↓
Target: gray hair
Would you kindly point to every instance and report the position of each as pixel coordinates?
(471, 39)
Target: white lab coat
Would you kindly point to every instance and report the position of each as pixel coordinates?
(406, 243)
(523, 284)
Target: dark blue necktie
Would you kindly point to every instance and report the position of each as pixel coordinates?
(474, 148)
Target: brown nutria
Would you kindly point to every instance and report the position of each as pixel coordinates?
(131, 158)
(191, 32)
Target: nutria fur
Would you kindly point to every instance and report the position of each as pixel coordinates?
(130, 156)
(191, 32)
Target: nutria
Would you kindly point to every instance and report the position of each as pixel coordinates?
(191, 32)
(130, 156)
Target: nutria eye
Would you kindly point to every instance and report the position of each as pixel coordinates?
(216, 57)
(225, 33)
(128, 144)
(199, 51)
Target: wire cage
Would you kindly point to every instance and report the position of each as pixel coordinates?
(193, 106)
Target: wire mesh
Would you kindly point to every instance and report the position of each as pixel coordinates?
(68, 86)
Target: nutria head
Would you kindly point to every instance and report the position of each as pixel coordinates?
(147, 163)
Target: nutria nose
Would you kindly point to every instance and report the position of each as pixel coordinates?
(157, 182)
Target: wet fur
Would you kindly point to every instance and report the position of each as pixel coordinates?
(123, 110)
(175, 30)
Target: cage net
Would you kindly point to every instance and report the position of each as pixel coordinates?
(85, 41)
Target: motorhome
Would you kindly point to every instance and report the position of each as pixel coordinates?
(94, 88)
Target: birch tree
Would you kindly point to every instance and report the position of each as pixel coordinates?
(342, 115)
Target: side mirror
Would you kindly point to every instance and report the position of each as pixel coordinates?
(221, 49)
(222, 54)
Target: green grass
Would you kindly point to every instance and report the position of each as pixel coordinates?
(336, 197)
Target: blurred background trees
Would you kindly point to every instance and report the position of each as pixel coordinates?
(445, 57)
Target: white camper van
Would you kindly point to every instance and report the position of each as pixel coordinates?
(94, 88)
↑
Reproduce the data, starting with the line containing "Target: wet fur" and continuing through the end of the data, with every line included. Add -57 to each pixel coordinate value in the answers.

Target: wet fur
Would you kindly point to every instance and report the position of each as pixel coordinates?
(66, 53)
(118, -27)
Target: cage net
Would you kindly point to every instance and report the position of each as pixel coordinates?
(28, -16)
Target: motorhome
Would you kindly point to every instance and report the position of each as pixel coordinates?
(37, 31)
Target: birch tree
Would you kindly point to every instance and report the position of each as pixel coordinates?
(285, 58)
Target: side mirror
Would you kindly point to every instance and report the position of each as pixel coordinates?
(164, -8)
(165, -3)
Target: green grass
Would you kindly point to every instance and report the position of each as pixel coordinates?
(279, 140)
Target: blurred background trees
Would you kindly point to every instance and report the position of each as pixel coordinates?
(388, 0)
Target: white camper van
Would you kindly point to every instance and report the position of each as pixel coordinates?
(37, 31)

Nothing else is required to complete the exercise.